Goal of the exercise:
Emit the line that holds "Target: black picture frame" and all lines following it through the end of the data, verbatim, and nothing else.

#### Material for the task

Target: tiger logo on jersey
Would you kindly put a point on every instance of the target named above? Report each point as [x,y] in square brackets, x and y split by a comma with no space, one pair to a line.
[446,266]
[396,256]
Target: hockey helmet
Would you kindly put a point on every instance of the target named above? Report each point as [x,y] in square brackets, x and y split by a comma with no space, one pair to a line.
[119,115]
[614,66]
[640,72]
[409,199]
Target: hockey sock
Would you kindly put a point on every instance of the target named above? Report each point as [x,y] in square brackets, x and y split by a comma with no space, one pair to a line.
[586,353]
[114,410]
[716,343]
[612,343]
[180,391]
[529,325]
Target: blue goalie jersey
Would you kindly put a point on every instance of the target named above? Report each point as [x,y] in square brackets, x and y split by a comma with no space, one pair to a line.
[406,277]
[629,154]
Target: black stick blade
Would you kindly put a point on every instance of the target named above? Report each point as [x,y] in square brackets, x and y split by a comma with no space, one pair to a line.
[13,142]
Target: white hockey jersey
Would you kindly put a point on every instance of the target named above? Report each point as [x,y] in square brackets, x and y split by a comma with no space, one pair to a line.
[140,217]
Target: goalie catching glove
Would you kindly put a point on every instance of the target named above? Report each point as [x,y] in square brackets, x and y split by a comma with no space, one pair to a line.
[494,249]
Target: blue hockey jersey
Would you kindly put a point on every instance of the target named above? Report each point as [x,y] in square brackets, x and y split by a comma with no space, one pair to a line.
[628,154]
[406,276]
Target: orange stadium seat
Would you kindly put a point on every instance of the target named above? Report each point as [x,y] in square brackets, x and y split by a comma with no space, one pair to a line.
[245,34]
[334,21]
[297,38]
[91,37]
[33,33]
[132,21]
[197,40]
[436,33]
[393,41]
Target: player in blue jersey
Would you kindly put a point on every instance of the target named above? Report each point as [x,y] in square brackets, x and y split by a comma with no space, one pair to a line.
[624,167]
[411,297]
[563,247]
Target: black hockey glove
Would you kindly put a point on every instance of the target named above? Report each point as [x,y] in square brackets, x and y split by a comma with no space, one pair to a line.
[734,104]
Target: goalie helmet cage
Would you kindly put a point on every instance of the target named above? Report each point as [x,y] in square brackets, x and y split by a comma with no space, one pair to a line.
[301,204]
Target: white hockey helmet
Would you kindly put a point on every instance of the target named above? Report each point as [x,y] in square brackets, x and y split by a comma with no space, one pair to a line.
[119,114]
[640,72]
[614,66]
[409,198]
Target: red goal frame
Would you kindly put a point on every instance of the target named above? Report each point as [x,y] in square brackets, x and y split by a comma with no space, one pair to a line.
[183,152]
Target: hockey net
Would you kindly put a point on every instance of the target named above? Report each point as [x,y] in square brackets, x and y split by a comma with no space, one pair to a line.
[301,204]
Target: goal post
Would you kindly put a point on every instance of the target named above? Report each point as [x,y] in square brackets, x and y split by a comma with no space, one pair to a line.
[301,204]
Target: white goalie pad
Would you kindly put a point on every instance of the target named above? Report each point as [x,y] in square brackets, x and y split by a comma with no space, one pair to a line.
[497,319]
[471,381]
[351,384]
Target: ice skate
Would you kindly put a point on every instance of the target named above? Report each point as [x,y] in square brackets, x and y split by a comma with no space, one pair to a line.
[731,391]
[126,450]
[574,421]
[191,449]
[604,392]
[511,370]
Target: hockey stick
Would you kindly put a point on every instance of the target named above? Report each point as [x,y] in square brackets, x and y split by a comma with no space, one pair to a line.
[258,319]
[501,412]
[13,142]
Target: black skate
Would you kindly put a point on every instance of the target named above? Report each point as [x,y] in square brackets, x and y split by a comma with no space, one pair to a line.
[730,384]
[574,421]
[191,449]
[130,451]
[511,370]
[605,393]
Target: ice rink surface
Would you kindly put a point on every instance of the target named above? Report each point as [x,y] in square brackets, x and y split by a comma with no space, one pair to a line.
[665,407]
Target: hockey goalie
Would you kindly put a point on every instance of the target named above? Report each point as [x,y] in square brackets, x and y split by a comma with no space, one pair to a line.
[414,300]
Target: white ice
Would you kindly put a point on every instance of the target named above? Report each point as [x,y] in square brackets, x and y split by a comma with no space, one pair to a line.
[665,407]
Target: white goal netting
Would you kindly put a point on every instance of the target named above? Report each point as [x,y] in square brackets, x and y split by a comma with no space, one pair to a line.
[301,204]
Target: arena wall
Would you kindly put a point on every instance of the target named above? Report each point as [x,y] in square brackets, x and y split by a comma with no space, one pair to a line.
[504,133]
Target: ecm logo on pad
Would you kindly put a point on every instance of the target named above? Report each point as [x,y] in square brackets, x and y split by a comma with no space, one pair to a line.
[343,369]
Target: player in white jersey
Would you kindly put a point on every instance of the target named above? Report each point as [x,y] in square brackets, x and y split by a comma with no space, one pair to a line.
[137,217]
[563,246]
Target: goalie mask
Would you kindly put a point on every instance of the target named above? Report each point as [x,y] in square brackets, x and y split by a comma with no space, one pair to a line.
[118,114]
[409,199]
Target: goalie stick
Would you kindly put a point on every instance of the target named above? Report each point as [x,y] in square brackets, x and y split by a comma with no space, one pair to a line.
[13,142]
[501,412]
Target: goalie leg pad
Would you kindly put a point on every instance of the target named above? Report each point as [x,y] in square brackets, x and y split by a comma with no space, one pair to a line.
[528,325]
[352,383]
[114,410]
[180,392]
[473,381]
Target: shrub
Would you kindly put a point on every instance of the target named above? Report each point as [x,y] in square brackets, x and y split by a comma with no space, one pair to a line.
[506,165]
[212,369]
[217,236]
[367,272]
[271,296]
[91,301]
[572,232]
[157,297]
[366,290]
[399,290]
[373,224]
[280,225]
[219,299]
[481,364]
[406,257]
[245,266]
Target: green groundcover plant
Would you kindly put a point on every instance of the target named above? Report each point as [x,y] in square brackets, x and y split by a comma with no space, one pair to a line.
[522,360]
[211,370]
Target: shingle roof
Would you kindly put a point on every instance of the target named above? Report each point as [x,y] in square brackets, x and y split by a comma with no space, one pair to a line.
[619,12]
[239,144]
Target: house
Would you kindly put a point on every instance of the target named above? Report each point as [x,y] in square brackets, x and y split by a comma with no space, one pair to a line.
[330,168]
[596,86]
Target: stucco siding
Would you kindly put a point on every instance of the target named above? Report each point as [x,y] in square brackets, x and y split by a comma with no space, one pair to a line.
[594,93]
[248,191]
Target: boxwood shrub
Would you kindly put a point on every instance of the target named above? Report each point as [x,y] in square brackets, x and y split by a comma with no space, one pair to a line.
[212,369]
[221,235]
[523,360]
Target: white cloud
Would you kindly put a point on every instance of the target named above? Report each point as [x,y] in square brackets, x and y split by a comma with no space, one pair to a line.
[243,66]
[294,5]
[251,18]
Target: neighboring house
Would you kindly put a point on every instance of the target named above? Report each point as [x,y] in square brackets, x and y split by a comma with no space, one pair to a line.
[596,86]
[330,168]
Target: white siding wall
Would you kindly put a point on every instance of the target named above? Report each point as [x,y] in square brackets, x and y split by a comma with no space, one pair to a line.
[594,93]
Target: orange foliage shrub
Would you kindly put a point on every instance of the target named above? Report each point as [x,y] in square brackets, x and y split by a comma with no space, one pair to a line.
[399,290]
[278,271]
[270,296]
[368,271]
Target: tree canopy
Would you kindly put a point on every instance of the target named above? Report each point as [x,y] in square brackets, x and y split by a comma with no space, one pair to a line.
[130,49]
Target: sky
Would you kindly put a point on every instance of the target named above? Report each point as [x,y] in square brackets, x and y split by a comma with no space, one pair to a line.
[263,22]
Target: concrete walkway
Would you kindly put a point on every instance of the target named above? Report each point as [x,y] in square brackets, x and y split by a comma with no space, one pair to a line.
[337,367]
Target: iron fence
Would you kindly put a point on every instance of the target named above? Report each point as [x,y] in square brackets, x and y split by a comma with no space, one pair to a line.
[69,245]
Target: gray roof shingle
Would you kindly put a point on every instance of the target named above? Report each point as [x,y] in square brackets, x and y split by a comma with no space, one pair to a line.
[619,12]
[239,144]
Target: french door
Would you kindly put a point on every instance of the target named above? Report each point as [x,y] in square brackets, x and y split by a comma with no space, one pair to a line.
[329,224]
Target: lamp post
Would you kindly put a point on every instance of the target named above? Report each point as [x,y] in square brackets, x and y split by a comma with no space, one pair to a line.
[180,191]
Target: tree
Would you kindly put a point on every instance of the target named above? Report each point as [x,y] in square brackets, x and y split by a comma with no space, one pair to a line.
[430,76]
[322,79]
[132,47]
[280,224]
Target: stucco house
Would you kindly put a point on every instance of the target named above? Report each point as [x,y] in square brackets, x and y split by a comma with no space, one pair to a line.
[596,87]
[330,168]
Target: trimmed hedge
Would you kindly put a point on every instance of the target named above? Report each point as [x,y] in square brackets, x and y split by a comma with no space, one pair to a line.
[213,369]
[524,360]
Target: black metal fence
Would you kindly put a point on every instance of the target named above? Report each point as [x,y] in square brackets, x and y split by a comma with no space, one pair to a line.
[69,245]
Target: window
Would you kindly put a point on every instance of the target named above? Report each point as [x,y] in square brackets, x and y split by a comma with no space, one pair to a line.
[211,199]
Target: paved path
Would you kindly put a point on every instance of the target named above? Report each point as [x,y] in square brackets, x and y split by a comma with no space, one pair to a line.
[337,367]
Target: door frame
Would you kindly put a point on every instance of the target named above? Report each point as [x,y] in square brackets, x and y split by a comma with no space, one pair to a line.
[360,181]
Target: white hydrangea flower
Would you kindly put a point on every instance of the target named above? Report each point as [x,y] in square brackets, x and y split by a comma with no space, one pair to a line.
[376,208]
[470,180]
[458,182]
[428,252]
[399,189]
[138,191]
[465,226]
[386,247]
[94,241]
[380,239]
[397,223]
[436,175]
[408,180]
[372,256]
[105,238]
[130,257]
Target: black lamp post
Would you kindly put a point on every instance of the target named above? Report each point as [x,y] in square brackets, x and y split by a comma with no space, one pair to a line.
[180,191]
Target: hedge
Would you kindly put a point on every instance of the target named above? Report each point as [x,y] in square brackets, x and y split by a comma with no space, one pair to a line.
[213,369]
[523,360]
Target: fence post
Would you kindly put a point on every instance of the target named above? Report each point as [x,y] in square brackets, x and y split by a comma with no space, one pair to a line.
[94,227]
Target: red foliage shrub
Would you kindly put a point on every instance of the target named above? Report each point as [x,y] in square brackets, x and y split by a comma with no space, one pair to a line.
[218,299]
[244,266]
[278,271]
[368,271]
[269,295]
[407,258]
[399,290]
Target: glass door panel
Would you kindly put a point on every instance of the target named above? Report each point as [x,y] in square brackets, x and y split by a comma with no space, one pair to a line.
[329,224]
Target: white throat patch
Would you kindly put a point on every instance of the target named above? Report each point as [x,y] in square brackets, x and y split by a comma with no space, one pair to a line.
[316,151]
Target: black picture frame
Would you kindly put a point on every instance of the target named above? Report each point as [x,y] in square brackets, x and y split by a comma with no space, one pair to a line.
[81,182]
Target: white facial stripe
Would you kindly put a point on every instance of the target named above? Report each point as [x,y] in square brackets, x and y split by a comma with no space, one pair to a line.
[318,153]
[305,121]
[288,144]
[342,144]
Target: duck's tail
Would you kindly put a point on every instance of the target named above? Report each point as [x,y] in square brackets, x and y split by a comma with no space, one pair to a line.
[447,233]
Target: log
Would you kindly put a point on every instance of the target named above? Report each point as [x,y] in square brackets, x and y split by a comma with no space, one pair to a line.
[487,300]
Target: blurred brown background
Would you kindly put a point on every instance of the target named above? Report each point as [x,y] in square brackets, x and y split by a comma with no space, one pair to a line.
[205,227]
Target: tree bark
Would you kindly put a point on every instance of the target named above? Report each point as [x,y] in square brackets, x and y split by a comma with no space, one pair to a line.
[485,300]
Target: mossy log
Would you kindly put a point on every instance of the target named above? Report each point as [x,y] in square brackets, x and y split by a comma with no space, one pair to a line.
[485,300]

########

Full answer:
Target: black picture frame
Would you kindly put a point on every instance of the target named above? Report each point as [x,y] in square brackets, x and y split by a comma with no space, one pair to a line.
[81,182]
Target: white facial stripe
Would you kindly put a point on every instance of the target named above? Report each point as [x,y] in square brackets, x and y split by a comma with no space, one pair to a line.
[318,153]
[305,121]
[288,144]
[342,144]
Target: duck's tail
Would you kindly put a point on every instance of the target named above? Report each point as [x,y] in square brackets, x and y split by a comma with no space, one pair to a line.
[447,233]
Target: log
Would you kindly put a point on every instance of the target named above? Report each point as [x,y] in square brackets, x and y split by a comma with no space, one pair to a line.
[487,300]
Target: blurred brown background
Would you kindly put a point on every instance of the target named above? Report each point as [x,y] in square brackets, x and y split by a comma with no space, one pair to a line.
[205,227]
Target: tree bark
Would you kindly put a point on every instance of the target named above? Report each point as [x,y] in square brackets, x and y split by a comma with no space, one pair to a line.
[485,300]
Target: mossy log
Would you kindly put a point on every instance of the target named above? Report each point as [x,y] in square brackets, x and y split by a comma with no space, one pair to a line.
[485,300]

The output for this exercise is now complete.